EXERCISE PROMPT: From the exhibition text below, list every venue named as the site of a solo exhibition by one of the featured artists.

TEXT EXTRACT:
----

COLOR SCHEMES features the paintings of Vince Contarino, Allison Gildersleeve, and Brooke Moyse and the ceramics of Elisabeth Kley. The show is an investigation of the materiality, structure and expressive use of color across disciplines.

 

  

Vince Contarino is a Brooklyn-based painter who explores the possibilities of abstraction through a visual language of shapes, gestures, and informed decision-making. An important part of his studio practice involves searching for thrown away or discarded marks and pairing them with more deliberately constructed forms. While there is room for chance and discovery, he strives to operate in a middle ground that is neither restrictive or self indulgent, continually editing down the paintings to their most important elements. Contarino received his BFA from Ringling College in 1997. He was an artist-in-residence at The Marie Walsh Sharpe Art Foundation Space Program in 2010-11. Recent exhibition venues include: 532 Gallery Thomas Jaeckel (solo), New York, NY; Janet Kurnatowski Gallery, Brooklyn, NY; Geoffrey Young Gallery, Great Barrington, MA. Earlier this year, he co-organized with painter Kris Chatterson The Working Title, a group survey of recent abstraction at the Bronx River Art Center. His work has been featured in Artcards Review, EMPTY Magazine, and New American Paintings Blog.
 

Allison Gildersleeve's expressionistic paintings are based on the landscapes of her childhood in the Northeast.  She consistently places the viewer just outside the space where a house's property might end, collapsing the chaos of that uncultivated environment into an irresolute pattern. Always in proximity to this complex terrain but not always attainable is the promised security of a house or the relief of sunlight at the end of a shadowed path. With their constant interplay of the logical and the incomprehensible, the paintings hover on the line between clarity and abstraction, allowing only brief glimpses of resolve before they dissolve once again into the layered intricacies of paint and mark. Gildersleeve received a Masters in Fine Art at Bard College in 2004, and a Bachelor of Arts from William and Mary in 1992. Gildersleeve has been a NYFA Fellow in Painting and the recipient of artist fellowships at Yaddo, the Millay Colony and the Vermont Studio Center.  She has had solo exhibitions at Galleri Andersson/Sandstrom in Sweden, Michael Steinberg Fine Art in New York, NY, Supreme Trading in Brooklyn, NY, and Spheris Gallery in Dartmouth, NH. Recent two-person exhibitions include Johansson Projects in Oakland, CA, Allegra LaViola Gallery in New York, NY, PS122 in New York, NY, and Sara Nightinggale Gallery in Watermill, NY. She lives and works in Brooklyn, NY.

----

Source records
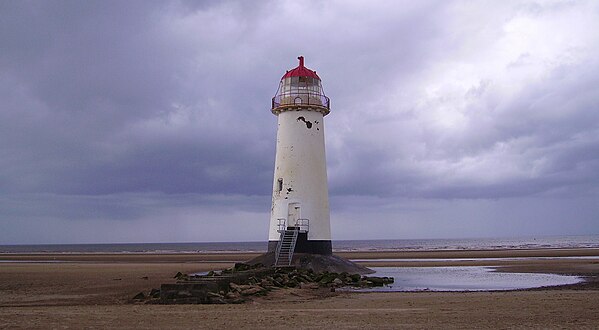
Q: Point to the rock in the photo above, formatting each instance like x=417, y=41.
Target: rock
x=213, y=295
x=155, y=293
x=217, y=300
x=310, y=286
x=252, y=291
x=233, y=295
x=184, y=294
x=139, y=296
x=240, y=266
x=239, y=287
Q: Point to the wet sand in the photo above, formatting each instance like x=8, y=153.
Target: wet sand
x=94, y=290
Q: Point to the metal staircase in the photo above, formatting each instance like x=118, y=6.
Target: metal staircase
x=286, y=246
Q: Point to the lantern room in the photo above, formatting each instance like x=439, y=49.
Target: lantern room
x=300, y=88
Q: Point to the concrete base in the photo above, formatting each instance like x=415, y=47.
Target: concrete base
x=317, y=262
x=303, y=245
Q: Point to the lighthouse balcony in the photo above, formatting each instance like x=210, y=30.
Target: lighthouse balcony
x=281, y=101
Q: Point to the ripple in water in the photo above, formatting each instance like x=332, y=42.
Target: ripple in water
x=467, y=278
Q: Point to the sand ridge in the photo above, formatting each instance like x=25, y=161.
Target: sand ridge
x=95, y=291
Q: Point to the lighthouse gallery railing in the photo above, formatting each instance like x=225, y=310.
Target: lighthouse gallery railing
x=295, y=98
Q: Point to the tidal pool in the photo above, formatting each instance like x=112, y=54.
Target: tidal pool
x=464, y=278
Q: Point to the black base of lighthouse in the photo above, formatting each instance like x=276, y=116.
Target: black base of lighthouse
x=304, y=245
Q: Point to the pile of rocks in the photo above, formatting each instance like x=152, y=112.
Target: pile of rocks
x=237, y=284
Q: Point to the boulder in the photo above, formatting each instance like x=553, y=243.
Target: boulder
x=252, y=291
x=139, y=296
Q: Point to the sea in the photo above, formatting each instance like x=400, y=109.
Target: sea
x=544, y=242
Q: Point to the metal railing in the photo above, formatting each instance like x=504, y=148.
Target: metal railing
x=300, y=99
x=281, y=224
x=303, y=225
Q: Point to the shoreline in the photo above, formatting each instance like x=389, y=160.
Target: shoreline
x=95, y=291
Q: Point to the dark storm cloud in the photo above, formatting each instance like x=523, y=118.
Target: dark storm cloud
x=154, y=111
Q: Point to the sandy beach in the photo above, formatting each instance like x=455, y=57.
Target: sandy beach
x=95, y=290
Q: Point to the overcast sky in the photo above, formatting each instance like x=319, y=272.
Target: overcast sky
x=141, y=121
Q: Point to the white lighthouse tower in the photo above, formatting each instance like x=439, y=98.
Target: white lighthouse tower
x=300, y=220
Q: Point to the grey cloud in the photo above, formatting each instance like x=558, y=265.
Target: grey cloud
x=434, y=101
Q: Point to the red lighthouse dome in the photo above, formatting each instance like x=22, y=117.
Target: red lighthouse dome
x=301, y=71
x=300, y=88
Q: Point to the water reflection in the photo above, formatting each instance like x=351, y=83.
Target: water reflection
x=466, y=278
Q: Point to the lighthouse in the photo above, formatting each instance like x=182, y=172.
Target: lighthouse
x=300, y=220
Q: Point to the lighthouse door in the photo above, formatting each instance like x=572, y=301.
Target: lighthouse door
x=293, y=214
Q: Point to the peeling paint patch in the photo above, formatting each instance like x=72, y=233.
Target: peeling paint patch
x=308, y=123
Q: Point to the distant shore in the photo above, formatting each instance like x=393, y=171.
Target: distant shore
x=48, y=290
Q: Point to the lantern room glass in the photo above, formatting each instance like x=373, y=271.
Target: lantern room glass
x=299, y=90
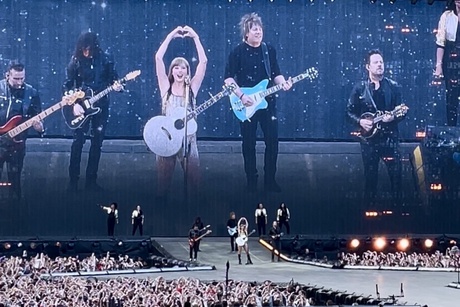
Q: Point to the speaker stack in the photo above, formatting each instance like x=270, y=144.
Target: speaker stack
x=437, y=164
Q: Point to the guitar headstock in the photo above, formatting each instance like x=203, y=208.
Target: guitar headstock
x=132, y=75
x=228, y=89
x=311, y=73
x=400, y=110
x=71, y=96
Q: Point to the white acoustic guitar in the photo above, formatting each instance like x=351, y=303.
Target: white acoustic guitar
x=164, y=135
x=240, y=241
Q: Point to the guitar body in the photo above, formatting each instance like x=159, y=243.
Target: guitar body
x=363, y=134
x=7, y=144
x=243, y=112
x=240, y=241
x=74, y=122
x=164, y=135
x=232, y=231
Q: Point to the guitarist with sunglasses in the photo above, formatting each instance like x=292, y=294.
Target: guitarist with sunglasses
x=93, y=69
x=17, y=98
x=371, y=96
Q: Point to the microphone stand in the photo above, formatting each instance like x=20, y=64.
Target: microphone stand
x=185, y=142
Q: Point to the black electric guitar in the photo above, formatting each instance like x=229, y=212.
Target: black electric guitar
x=89, y=101
x=16, y=126
x=376, y=118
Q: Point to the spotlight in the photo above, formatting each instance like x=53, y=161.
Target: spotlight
x=403, y=244
x=354, y=243
x=428, y=243
x=380, y=243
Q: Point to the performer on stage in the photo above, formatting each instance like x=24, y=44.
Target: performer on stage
x=198, y=223
x=246, y=67
x=275, y=234
x=448, y=58
x=172, y=90
x=90, y=68
x=243, y=226
x=283, y=216
x=378, y=93
x=137, y=220
x=194, y=242
x=261, y=219
x=112, y=218
x=231, y=226
x=17, y=98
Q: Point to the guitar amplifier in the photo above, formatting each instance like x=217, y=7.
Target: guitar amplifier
x=437, y=163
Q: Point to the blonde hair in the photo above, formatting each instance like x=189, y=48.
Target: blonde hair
x=176, y=62
x=247, y=22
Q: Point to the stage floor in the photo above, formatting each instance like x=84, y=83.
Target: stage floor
x=322, y=184
x=428, y=288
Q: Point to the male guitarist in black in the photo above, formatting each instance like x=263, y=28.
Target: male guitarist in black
x=16, y=98
x=275, y=234
x=378, y=93
x=246, y=67
x=89, y=68
x=194, y=242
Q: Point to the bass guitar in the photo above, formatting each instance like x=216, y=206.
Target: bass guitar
x=259, y=92
x=89, y=102
x=192, y=241
x=240, y=241
x=164, y=135
x=14, y=127
x=376, y=118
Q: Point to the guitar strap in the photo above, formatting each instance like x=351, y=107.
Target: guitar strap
x=266, y=60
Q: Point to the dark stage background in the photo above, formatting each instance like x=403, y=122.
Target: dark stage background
x=321, y=180
x=332, y=36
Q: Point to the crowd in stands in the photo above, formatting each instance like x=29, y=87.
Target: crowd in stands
x=449, y=259
x=21, y=284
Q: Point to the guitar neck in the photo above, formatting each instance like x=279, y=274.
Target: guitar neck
x=278, y=87
x=40, y=116
x=202, y=107
x=99, y=95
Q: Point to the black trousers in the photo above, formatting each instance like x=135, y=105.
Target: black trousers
x=138, y=225
x=451, y=70
x=14, y=163
x=233, y=245
x=269, y=124
x=111, y=227
x=285, y=223
x=386, y=149
x=276, y=245
x=98, y=123
x=194, y=250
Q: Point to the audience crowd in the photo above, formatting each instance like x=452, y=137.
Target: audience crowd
x=21, y=284
x=450, y=259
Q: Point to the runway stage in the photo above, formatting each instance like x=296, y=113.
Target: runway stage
x=321, y=182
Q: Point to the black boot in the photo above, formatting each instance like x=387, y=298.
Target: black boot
x=252, y=184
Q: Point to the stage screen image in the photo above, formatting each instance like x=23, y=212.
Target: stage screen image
x=310, y=158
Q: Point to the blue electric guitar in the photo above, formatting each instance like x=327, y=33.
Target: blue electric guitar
x=259, y=92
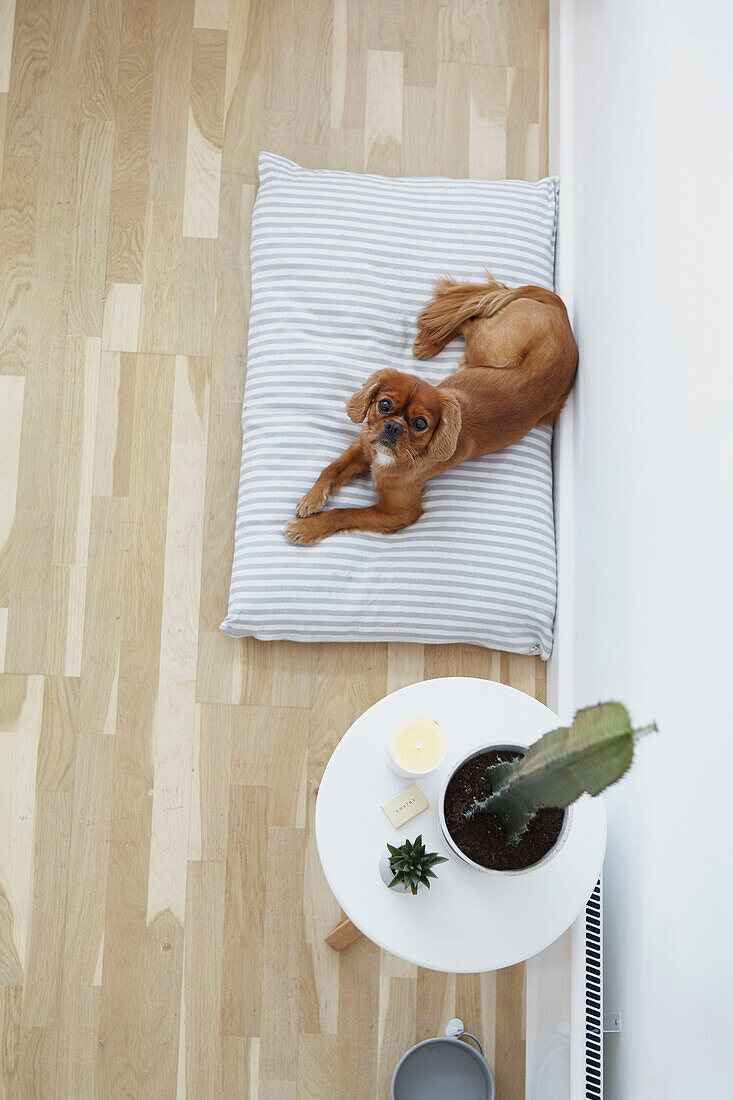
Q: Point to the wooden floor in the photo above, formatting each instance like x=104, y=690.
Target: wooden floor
x=162, y=909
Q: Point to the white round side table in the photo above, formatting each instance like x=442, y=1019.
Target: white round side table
x=468, y=922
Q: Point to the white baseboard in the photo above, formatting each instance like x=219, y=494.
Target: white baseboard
x=560, y=694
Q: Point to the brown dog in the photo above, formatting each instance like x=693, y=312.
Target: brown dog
x=517, y=371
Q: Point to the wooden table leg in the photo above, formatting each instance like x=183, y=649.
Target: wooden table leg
x=343, y=934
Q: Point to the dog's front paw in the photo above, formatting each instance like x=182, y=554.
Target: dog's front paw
x=313, y=502
x=303, y=531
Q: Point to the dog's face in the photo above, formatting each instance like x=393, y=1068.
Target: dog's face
x=405, y=419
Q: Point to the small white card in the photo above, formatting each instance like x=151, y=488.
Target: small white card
x=404, y=806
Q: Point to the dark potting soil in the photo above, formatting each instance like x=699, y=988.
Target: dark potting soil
x=482, y=837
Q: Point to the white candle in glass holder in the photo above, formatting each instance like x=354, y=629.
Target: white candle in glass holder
x=416, y=746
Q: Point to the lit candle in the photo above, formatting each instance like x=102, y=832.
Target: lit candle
x=417, y=746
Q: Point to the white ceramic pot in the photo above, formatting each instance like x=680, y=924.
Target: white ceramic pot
x=460, y=855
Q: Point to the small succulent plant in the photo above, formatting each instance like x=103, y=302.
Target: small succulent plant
x=588, y=756
x=412, y=865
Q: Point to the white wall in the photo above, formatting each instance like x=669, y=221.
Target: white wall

----

WRITTEN RESPONSE:
- 532 Gallery Thomas Jaeckel, New York, NY
- Galleri Andersson/Sandstrom, Sweden
- Michael Steinberg Fine Art, New York, NY
- Supreme Trading, Brooklyn, NY
- Spheris Gallery, Dartmouth, NH